PASSAGE GIVEN

************

Overview
- Native name: حیدرآباد - کھوکھراپار فرعی ریلوے خط حيدرآباد ـ کوکراپار ريلوي لائين
- Owner: Pakistan Railways
- Termini: Kotri Junction; Zero Point;
- Stations: 24

Service
- Operator: Pakistan Railways

Technical
- Line length: 211 km (131 mi)
- Track gauge: 1,676 mm (5 ft 6 in)
- Operating speed: 75 km/h (47 mph)

= Hyderabad–Khokhrapar Branch Line =

Railway line in Pakistan

Hyderabad–Khokhrapar Branch Line (حيدرآباد - کوکراپار ريلوي لائين) is one of several branch lines in Pakistan, operated and maintained by Pakistan Railways. The line begins from Hyderabad Junction station and ends at Zero Point station. Currently, the line is active till Khokhropar The total length of this railway line is 211 km. There are 26 railway stations from Kotri Junction to Zero Point.

************

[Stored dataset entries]
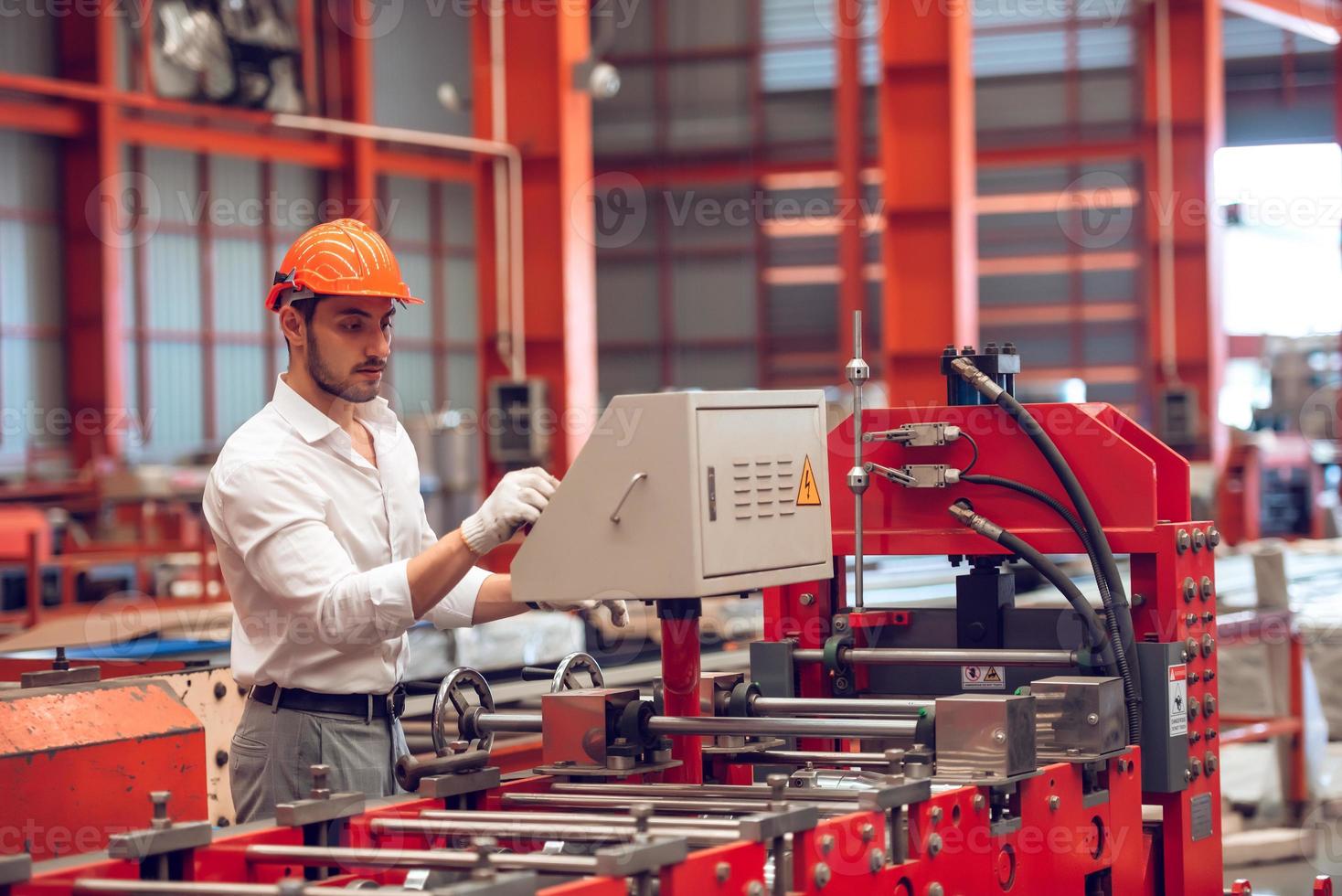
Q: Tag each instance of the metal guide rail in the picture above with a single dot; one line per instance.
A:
(969, 749)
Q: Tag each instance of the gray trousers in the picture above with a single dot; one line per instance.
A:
(272, 752)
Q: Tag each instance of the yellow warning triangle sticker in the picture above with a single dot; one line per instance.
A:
(808, 494)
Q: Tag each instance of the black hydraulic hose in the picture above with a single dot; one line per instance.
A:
(1049, 569)
(1118, 614)
(1061, 510)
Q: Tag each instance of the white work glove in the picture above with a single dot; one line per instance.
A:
(518, 499)
(619, 609)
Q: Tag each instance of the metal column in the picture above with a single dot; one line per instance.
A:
(552, 123)
(1185, 341)
(97, 220)
(926, 111)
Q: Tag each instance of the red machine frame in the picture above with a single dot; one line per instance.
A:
(1140, 488)
(1141, 493)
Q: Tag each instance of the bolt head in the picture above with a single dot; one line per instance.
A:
(822, 875)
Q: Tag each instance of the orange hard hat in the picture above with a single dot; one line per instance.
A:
(340, 258)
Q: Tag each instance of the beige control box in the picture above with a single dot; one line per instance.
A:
(687, 494)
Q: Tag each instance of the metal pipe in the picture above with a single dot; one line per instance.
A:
(938, 656)
(836, 706)
(691, 806)
(512, 247)
(728, 726)
(432, 859)
(693, 792)
(602, 832)
(189, 888)
(509, 722)
(857, 480)
(784, 727)
(572, 818)
(872, 761)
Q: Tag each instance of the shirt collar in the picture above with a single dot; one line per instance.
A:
(310, 422)
(313, 425)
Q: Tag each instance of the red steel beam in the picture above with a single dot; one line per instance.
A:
(91, 223)
(926, 120)
(52, 120)
(1305, 17)
(1198, 125)
(552, 123)
(197, 138)
(849, 135)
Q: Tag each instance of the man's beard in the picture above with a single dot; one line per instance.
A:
(352, 389)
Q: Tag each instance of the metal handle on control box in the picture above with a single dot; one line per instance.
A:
(635, 480)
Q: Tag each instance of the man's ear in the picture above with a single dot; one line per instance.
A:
(292, 326)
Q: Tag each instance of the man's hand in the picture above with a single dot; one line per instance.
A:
(518, 499)
(619, 609)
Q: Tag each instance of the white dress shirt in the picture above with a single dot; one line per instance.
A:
(313, 543)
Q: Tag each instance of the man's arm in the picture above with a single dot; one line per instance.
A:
(495, 600)
(438, 569)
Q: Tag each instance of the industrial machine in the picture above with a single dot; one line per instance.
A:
(978, 749)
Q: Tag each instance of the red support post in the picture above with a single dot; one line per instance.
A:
(93, 223)
(926, 114)
(681, 668)
(550, 123)
(1184, 339)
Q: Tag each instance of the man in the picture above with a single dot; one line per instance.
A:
(323, 539)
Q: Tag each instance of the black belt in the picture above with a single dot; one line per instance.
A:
(369, 706)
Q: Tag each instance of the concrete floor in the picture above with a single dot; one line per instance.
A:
(1296, 878)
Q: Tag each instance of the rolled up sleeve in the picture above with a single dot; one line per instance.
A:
(275, 519)
(456, 609)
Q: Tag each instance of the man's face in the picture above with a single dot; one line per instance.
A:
(347, 345)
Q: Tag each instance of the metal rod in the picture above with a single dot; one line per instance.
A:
(857, 480)
(940, 656)
(189, 888)
(604, 832)
(815, 757)
(726, 726)
(573, 818)
(697, 792)
(836, 706)
(509, 722)
(784, 727)
(433, 859)
(691, 806)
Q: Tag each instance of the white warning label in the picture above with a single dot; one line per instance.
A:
(1178, 699)
(983, 677)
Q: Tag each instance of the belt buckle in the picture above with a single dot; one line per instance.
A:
(396, 702)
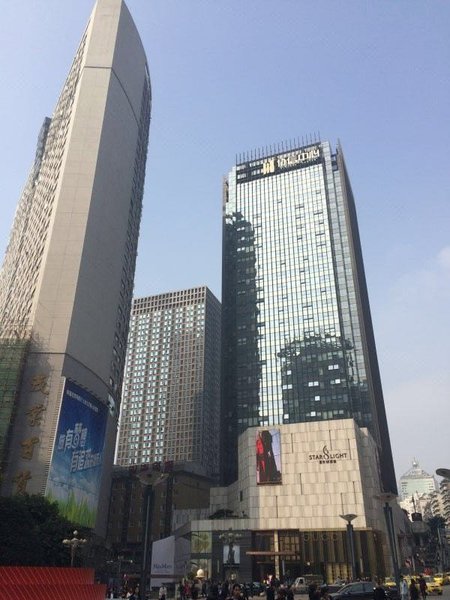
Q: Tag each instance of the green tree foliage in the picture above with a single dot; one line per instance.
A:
(31, 532)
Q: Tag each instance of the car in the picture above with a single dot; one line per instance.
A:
(361, 590)
(301, 584)
(389, 582)
(254, 588)
(433, 588)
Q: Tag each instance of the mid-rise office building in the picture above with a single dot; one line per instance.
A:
(67, 278)
(416, 481)
(298, 343)
(171, 394)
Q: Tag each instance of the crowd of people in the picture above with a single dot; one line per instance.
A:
(415, 589)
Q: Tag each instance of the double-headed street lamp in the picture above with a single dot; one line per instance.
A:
(387, 497)
(73, 544)
(351, 542)
(149, 479)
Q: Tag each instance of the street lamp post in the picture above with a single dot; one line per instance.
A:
(387, 509)
(229, 538)
(149, 479)
(73, 544)
(445, 473)
(351, 542)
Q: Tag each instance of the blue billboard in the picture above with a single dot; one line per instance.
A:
(75, 471)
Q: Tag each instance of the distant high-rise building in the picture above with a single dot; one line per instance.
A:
(171, 393)
(67, 278)
(298, 342)
(416, 481)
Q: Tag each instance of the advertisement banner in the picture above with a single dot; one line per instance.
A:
(75, 471)
(268, 456)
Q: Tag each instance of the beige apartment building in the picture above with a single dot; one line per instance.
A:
(171, 394)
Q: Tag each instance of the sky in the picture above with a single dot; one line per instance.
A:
(230, 76)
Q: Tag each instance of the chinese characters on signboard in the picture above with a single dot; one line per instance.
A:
(75, 471)
(268, 456)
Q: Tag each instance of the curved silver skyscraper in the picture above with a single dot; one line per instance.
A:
(67, 277)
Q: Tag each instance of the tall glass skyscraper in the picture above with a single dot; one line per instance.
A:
(298, 342)
(67, 278)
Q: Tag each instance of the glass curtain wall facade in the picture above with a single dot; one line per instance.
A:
(298, 342)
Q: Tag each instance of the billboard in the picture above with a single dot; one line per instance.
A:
(75, 470)
(268, 456)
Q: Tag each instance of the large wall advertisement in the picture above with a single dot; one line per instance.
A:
(268, 456)
(75, 471)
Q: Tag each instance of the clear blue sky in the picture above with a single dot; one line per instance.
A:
(233, 75)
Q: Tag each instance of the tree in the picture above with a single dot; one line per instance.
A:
(31, 532)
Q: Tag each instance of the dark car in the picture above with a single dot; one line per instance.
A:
(361, 590)
(254, 588)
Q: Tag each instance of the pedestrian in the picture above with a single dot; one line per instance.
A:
(404, 592)
(162, 592)
(379, 593)
(413, 590)
(270, 592)
(423, 587)
(235, 592)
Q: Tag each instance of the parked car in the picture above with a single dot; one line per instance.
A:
(301, 584)
(362, 590)
(433, 587)
(254, 588)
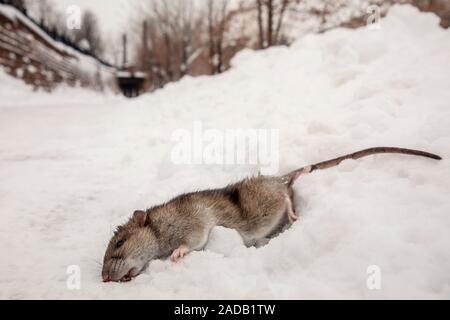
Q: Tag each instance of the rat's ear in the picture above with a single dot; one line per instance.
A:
(140, 218)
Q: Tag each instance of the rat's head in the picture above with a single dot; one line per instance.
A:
(130, 249)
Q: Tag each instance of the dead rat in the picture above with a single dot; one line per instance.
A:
(258, 208)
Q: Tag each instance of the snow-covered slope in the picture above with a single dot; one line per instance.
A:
(70, 174)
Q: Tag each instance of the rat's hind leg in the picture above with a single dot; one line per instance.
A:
(196, 241)
(292, 216)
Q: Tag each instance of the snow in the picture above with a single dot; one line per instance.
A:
(74, 165)
(85, 64)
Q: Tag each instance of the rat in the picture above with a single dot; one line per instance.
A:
(258, 207)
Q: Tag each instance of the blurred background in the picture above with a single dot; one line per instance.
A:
(138, 46)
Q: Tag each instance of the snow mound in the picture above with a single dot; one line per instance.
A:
(70, 175)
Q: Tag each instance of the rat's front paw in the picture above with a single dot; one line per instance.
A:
(179, 253)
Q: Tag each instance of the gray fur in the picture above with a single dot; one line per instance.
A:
(258, 208)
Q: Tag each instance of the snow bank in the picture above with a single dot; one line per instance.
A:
(70, 175)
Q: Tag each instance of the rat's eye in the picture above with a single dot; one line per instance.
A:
(119, 243)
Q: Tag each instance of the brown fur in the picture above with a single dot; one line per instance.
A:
(258, 208)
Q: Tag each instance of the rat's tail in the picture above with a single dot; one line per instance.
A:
(291, 177)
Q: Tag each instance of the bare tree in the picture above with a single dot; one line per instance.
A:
(217, 19)
(90, 32)
(270, 20)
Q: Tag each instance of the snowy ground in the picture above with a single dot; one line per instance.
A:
(74, 165)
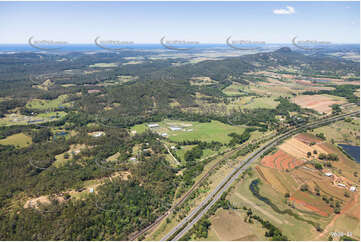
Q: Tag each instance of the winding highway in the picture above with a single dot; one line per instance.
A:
(187, 223)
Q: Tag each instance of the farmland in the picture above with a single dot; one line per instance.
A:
(317, 203)
(20, 140)
(320, 103)
(212, 131)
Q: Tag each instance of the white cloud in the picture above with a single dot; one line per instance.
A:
(288, 10)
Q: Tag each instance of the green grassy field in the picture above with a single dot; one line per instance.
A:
(342, 132)
(294, 229)
(18, 119)
(20, 140)
(48, 104)
(212, 131)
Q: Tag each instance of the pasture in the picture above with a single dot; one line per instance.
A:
(211, 131)
(19, 139)
(43, 104)
(320, 103)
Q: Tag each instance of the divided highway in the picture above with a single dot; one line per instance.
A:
(187, 223)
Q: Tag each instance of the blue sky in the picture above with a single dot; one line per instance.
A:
(206, 22)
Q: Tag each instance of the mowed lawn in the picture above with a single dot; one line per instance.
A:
(20, 139)
(212, 131)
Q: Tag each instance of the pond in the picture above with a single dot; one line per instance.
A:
(353, 151)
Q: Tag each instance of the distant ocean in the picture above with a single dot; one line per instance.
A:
(92, 47)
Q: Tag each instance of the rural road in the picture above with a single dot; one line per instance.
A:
(210, 200)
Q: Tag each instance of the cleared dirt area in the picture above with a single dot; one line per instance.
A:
(281, 161)
(89, 186)
(299, 149)
(43, 200)
(244, 199)
(320, 103)
(228, 225)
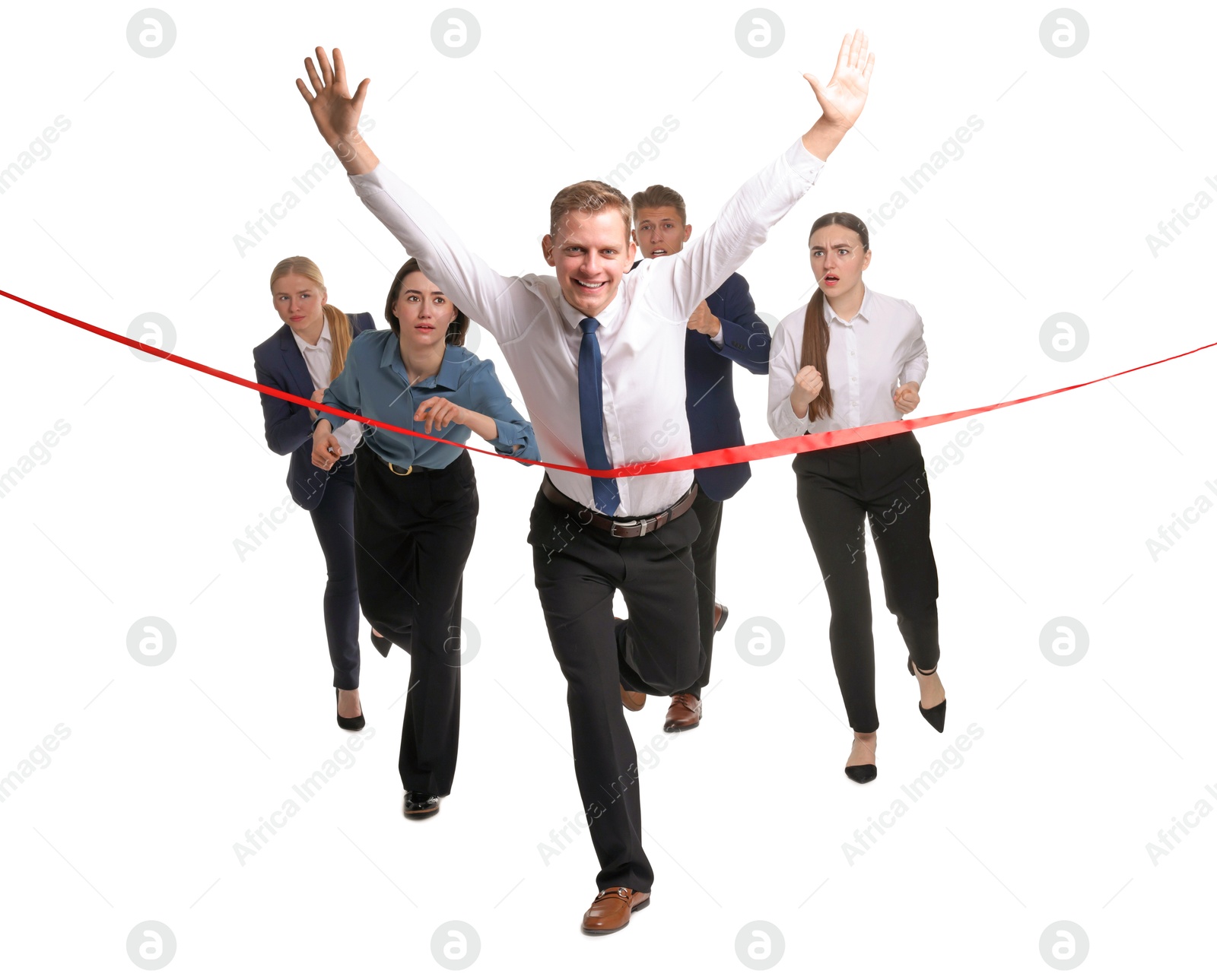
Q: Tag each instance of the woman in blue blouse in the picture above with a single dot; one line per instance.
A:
(417, 503)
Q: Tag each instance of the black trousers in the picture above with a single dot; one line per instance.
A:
(839, 490)
(705, 560)
(656, 649)
(413, 538)
(334, 522)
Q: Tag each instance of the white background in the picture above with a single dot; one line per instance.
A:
(1044, 515)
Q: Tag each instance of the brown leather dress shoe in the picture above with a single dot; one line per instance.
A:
(612, 910)
(683, 714)
(633, 699)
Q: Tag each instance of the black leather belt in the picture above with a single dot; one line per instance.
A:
(397, 471)
(627, 528)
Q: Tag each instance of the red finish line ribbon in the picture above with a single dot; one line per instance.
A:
(697, 461)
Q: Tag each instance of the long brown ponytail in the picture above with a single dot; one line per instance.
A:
(340, 325)
(815, 327)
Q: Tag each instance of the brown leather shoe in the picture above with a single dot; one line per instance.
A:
(683, 714)
(633, 699)
(612, 910)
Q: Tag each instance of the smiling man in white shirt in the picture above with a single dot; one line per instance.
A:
(599, 359)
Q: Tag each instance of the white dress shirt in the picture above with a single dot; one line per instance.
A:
(868, 359)
(642, 331)
(318, 359)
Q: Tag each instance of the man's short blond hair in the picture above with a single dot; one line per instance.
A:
(657, 196)
(589, 196)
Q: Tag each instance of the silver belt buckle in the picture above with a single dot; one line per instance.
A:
(628, 525)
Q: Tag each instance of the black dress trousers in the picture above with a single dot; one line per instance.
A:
(705, 562)
(656, 651)
(413, 537)
(332, 521)
(841, 488)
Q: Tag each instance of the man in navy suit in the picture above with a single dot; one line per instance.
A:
(723, 330)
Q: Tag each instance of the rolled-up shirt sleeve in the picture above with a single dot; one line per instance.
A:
(700, 268)
(783, 366)
(342, 393)
(499, 303)
(515, 436)
(918, 363)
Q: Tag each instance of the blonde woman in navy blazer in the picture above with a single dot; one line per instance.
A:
(301, 357)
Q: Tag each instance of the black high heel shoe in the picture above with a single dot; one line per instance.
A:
(351, 725)
(936, 715)
(863, 773)
(383, 643)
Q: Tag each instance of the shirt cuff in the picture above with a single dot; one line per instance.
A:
(789, 423)
(803, 162)
(510, 434)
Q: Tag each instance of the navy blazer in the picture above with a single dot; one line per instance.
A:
(710, 398)
(278, 363)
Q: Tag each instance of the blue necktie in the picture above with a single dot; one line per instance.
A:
(592, 416)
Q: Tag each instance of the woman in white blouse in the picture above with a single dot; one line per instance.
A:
(852, 357)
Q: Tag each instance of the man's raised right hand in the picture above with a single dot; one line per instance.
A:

************

THE EXERCISE
Carry on the article about the Hyderabad–Khokhrapar Branch Line, writing on from its final sentence.

ANSWER
==History==

The Hyderabad–Khokhrapar Branch Line was originally built as part of the Hyderabad–Jodhpur Railway in 1892. The first section from Hyderabad to Shadipalli opened in 1892 and was originally constructed as a broad gauge railway line (this first section was also known as the Hyderabad–Umarkot Railway). In 1901, the first section was converted to metre gauge where it joined the second section between Shadipalli and Luni and on wards to Jodhpur. In February 2006, the entire Hyderabad–Khokhrapar line was re-converted again back to the original to 1676 mm broad gauge line.

==Stations==
The stations on this line are as follows:

- Hyderabad Junction
- Mirani (Abandoned)
- Rahuki (Abandoned)
- Tando Jam
- Tando Jam College Halt (Abandoned)
- Tajpur Nasarpur Road
- Rashidabad
- Tando Allahyar
- Kamaro Sharif (Abandoned)
- Sultanabad
- Sultanabad Colony Halt (Abandoned)
- Ratanabad (Abandoned)
- Mirpur Khas
- Mirpur Khas Goods (Abandoned)
- Sugar Mill Halt (Abandoned)
- Jamrao Junction
- Balochabad
- Abdullahabad Halt
- Shadipalli
- Saindad Halt
- Pithoro Junction
- Faqir Turko Mangrio (Abandoned)
- Dhoro Naro
- Sadhar Halt
- Hasisar
- Sumrasar Halt
- Chhor
- New Chhor
- Parche-Ji-Veri
- Jalo Jo Chaounro
- Vasar Bah
- Hatala Halt
- Khokhrapar
- Marvi (Abandoned)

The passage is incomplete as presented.